_PROBLEM TO WORK ON_
Write out each entry word for word.

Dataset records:
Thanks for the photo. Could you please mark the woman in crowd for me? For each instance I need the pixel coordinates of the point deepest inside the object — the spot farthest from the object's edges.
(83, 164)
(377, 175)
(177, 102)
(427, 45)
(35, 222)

_OUTPUT_
Thanks for the photo. Could you please mark the woman in crowd for me? For each instance I need the pixel coordinates of the point deepest inside the object — the spot farthest from the object's edges.
(83, 164)
(377, 175)
(177, 102)
(427, 45)
(35, 222)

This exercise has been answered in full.